[Saved entries]
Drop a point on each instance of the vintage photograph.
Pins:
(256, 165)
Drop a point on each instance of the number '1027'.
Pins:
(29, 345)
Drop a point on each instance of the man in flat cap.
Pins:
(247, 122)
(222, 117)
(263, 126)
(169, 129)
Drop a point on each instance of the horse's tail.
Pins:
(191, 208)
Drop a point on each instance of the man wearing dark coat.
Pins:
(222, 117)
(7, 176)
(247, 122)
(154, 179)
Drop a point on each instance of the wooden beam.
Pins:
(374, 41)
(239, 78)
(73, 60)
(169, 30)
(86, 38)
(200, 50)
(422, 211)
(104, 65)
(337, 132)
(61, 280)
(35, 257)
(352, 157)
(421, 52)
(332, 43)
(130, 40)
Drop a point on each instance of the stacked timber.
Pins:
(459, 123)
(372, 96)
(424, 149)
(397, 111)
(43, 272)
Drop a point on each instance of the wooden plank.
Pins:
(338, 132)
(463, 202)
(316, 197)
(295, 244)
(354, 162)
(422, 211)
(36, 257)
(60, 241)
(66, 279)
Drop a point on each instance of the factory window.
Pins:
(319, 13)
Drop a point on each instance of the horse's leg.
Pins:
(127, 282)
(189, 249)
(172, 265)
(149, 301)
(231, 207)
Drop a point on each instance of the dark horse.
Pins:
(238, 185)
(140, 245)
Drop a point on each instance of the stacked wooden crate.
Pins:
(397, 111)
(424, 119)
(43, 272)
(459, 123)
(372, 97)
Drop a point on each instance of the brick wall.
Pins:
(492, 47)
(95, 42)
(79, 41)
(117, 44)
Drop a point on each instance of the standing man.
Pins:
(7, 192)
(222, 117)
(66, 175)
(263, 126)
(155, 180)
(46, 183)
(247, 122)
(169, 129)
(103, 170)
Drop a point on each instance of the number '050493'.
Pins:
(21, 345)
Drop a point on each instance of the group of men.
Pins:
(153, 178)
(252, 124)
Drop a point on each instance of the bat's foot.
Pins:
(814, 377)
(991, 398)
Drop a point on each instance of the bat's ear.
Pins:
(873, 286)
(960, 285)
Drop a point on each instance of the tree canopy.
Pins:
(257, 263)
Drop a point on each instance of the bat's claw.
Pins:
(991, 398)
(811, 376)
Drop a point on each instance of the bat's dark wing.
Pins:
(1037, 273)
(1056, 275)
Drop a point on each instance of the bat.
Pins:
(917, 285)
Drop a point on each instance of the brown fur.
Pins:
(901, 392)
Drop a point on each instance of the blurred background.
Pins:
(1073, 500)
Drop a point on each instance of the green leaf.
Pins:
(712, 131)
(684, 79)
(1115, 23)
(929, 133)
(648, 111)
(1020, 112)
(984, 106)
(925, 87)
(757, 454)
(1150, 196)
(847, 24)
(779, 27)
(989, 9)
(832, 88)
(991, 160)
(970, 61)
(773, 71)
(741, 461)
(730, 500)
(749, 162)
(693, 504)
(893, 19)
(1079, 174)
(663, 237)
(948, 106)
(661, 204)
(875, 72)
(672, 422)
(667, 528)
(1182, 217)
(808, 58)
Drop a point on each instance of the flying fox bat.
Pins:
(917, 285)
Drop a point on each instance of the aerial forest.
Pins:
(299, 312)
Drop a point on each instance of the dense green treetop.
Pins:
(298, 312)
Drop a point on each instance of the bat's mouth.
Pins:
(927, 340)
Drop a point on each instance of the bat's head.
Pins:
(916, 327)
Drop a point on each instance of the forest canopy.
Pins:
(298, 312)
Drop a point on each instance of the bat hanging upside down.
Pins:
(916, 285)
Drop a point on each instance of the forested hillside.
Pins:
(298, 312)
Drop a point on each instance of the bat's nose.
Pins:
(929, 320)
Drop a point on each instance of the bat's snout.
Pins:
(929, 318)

WORK TASK:
Every line of the entries above that includes "green" should be copied.

COMPLETED EXERCISE:
Drop a point on each instance of the green leaf.
Drop a point on each instance of the dense green treetop.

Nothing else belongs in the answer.